* [SELECTED EXCERPT]:

══════

For years I have been an enthusiastic follower of the various articles written by St. Petersburg Times reporter Helen Huntley. In 1986 she wrote an in-depth review of a bad options-strategy debacle in the brokerage office I was managing. It was on point and titled Investors are angry. Her crusade for better informed investors deserves great credit.

Earlier this month, she wrote an excellent article about the dealings of AC Financial and how it had been selling fraudulent stock issues. Again it was a good expose of security firm abuse.

However, in the article there was a highlighted quote that singled out one of the brokers who had worked for the firm. This referred to Harry J. Dritsas, who under no circumstance should be held in any but the most positive light. As all of Mr. Dritsas' clients and ex-colleagues would attest, he has through his long career, which started in 1960, been one of the most conscientious and ethical brokers to have sold investments in the Clearwater area. It would be a shame to see this meritorious career tarnished with even the slightest allusion to impropriety.
-- John A. Sloan, Clearwater

A bias regarding the housing authority

There seems to be a bias in the press coverage of matters related to the St. Petersburg Housing Authority. I am a woman with a disability who would not be able to take care of herself without the rent subsidy the housing authority provides. I serve on a nine-person resident advisory board created to provide input on the goals and budget of the SPHA. Of course, my primary concern is for the well-being of the residents served by SPHA.

══════

* [SUPPLIED RECORDS]:

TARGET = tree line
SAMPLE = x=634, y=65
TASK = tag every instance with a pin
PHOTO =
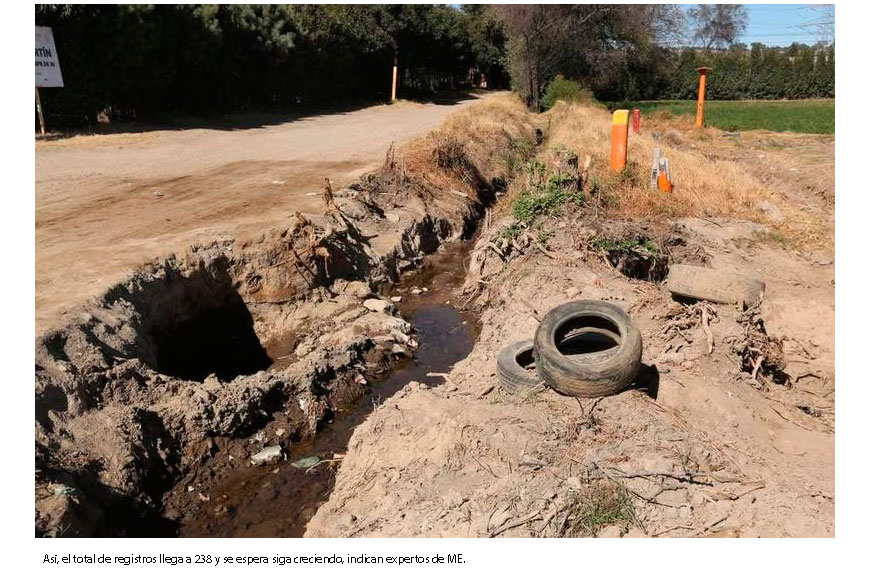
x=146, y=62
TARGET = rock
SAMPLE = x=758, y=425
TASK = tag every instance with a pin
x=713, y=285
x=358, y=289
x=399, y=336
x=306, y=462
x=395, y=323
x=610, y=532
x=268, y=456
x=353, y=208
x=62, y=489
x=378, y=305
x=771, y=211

══════

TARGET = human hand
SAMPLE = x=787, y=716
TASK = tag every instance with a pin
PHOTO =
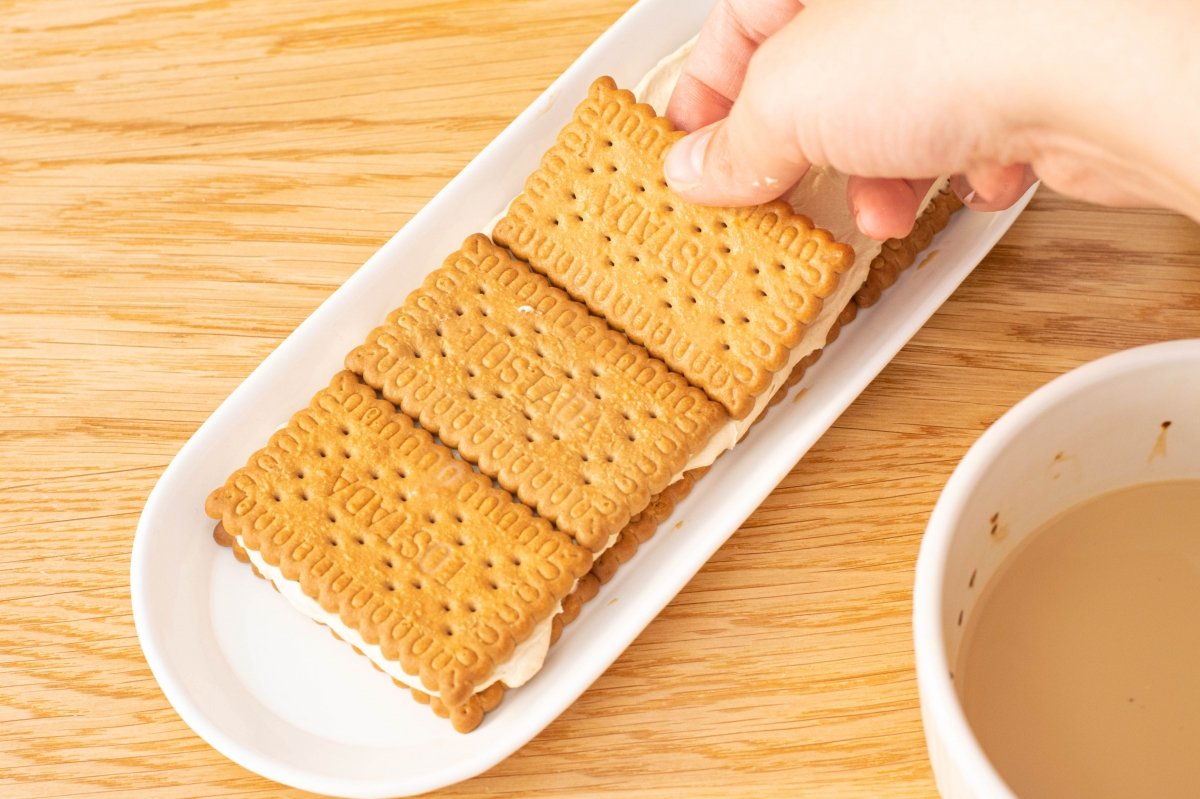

══════

Transcribe the entire letters excerpt word for word. Use nothing but the letters excerpt.

For years I have been an enthusiastic follower of the various articles written by St. Petersburg Times reporter Helen Huntley. In 1986 she wrote an in-depth review of a bad options-strategy debacle in the brokerage office I was managing. It was on point and titled Investors are angry. Her crusade for better informed investors deserves great credit.

Earlier this month, she wrote an excellent article about the dealings of AC Financial and how it had been selling fraudulent stock issues. Again it was a good expose of security firm abuse.

However, in the article there was a highlighted quote that singled out one of the brokers who had worked for the firm. This referred to Harry J. Dritsas, who under no circumstance should be held in any but the most positive light. As all of Mr. Dritsas' clients and ex-colleagues would attest, he has through his long career, which started in 1960, been one of the most conscientious and ethical brokers to have sold investments in the Clearwater area. It would be a shame to see this meritorious career tarnished with even the slightest allusion to impropriety.
-- John A. Sloan, Clearwater

A bias regarding the housing authority

There seems to be a bias in the press coverage of matters related to the St. Petersburg Housing Authority. I am a woman with a disability who would not be able to take care of herself without the rent subsidy the housing authority provides. I serve on a nine-person resident advisory board created to provide input on the goals and budget of the SPHA. Of course, my primary concern is for the well-being of the residents served by SPHA.